_WHAT TO DO_: Copy the lines below that contain "orange".

*** EXERCISE INPUT ***

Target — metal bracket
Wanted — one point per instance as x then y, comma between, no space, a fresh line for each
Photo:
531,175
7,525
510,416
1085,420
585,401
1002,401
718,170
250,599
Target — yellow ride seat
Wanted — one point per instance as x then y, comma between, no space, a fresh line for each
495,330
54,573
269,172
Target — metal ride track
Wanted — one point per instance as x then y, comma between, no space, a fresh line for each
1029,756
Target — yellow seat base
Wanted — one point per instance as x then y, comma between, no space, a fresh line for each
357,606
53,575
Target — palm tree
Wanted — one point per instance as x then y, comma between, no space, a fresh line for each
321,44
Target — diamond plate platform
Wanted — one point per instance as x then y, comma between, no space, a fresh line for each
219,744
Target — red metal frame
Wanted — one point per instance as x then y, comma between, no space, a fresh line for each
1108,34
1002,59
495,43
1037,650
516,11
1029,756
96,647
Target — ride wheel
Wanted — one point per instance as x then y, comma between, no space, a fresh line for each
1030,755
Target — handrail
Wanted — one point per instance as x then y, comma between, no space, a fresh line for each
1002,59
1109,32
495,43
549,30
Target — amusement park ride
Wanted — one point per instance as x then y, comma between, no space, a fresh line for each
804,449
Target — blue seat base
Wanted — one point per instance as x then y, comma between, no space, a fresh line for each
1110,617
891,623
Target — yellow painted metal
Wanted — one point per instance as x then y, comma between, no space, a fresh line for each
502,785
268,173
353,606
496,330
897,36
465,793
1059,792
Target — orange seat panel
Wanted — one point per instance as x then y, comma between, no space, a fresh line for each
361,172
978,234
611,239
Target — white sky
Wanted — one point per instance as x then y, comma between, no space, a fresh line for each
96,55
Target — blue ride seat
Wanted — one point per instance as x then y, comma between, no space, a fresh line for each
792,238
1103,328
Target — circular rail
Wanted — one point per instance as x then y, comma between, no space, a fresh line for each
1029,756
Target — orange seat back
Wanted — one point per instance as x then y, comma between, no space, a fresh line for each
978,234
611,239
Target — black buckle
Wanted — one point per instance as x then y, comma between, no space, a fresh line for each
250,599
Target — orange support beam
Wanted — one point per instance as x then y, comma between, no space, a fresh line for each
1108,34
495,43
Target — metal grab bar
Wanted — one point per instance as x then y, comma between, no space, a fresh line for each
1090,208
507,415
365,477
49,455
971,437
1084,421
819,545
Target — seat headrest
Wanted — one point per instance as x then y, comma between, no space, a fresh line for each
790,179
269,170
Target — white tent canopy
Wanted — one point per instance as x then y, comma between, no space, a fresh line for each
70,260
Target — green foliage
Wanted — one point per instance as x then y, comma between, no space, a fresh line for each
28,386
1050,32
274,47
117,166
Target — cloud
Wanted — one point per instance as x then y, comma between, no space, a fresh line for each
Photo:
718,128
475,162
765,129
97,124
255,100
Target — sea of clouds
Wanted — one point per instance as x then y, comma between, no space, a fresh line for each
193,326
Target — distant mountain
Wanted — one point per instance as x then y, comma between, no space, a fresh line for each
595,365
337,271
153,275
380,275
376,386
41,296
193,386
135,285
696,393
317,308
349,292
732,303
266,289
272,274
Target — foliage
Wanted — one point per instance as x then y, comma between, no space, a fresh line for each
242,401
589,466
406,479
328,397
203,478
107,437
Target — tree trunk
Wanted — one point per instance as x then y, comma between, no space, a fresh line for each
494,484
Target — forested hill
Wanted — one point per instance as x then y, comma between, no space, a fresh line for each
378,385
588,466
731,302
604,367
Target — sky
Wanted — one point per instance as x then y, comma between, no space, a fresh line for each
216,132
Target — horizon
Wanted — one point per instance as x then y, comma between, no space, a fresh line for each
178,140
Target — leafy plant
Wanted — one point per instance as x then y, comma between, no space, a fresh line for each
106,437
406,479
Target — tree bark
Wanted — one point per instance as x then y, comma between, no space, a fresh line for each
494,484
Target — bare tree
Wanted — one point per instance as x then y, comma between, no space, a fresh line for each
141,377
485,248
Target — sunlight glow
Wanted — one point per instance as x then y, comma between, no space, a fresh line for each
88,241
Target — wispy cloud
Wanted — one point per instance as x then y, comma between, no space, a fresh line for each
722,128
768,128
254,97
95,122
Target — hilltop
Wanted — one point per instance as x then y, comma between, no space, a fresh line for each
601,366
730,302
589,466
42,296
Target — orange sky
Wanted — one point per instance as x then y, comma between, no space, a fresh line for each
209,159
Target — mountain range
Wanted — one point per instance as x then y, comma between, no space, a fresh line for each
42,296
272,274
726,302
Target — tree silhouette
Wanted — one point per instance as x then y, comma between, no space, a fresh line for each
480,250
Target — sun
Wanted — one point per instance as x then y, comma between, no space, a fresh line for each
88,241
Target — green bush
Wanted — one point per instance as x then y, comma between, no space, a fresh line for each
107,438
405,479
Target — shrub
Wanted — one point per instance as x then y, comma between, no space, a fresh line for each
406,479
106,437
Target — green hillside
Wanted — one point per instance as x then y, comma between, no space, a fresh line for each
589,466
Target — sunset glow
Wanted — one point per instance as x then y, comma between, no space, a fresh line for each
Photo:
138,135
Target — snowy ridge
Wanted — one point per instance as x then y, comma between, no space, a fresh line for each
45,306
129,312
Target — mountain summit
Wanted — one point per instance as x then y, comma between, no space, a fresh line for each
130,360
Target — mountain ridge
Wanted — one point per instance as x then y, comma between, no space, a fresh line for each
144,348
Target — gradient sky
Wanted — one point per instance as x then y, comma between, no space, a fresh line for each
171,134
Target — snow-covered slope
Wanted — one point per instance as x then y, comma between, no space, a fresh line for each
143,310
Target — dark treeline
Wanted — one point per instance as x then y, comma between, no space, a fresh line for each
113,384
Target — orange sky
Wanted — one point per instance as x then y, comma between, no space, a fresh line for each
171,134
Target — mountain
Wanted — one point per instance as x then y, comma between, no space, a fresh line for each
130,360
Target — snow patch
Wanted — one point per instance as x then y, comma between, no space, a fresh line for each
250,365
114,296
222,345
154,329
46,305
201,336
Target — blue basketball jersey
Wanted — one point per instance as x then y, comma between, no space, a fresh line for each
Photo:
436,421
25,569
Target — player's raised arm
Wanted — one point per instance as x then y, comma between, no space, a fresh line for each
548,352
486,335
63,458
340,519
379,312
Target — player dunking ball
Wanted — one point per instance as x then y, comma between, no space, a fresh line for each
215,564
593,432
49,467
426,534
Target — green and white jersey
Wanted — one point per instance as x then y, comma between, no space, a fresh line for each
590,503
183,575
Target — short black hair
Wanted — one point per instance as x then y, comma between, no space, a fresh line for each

***

_OUTPUT OF THE EXERCISE_:
Target — orange seat panel
Target — orange seat back
Target — orange support beam
Target — orange sky
Target — orange sky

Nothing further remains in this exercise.